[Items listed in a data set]

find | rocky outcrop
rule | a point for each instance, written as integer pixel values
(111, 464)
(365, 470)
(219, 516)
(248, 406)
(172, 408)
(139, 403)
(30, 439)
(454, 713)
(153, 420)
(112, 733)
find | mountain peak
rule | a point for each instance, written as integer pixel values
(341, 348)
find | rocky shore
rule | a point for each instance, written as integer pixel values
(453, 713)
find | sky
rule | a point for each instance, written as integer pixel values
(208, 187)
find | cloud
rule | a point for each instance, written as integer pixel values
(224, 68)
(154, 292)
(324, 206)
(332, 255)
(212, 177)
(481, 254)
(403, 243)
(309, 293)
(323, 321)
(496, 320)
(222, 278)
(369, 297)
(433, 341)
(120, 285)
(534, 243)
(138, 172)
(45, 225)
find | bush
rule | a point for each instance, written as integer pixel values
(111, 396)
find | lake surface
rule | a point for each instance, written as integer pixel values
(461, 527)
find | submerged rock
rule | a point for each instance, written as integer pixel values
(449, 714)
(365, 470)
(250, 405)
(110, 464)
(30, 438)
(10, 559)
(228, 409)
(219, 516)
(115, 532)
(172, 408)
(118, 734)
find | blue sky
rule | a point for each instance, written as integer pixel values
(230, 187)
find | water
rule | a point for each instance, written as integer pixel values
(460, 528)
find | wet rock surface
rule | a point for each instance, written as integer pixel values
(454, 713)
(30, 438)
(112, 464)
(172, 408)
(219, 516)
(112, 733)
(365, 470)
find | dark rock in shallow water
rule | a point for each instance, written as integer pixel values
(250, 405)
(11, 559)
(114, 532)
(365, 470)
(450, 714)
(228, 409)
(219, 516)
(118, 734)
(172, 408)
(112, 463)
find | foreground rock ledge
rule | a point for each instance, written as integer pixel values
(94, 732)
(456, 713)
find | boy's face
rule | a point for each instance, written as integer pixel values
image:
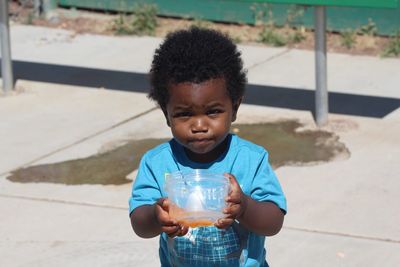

*SHORT TASK*.
Can you update the data from the line holding "find | water" through the end of the data, inclusive, replacing "integer" with "whole-number" and changing nothing else? Leave the pictures out of your answer.

*FINISHED TASK*.
find | water
rule | a point for each instance, written as whole-number pixel values
(460, 528)
find | wet rock surface
rule | a point for each instance, written as whole-number pixel values
(454, 713)
(30, 438)
(112, 464)
(172, 408)
(219, 516)
(112, 733)
(365, 470)
find | dark rock in shallow water
rule | a point for each instance, written as whole-number pixel values
(250, 405)
(11, 559)
(114, 532)
(365, 470)
(450, 714)
(228, 409)
(219, 516)
(118, 734)
(172, 408)
(112, 463)
find | foreground rock ledge
rule | a point for each instance, written as whole-number pixel values
(94, 732)
(456, 713)
find | boy's face
rule | a point for each instance, written as whole-number pixel values
image:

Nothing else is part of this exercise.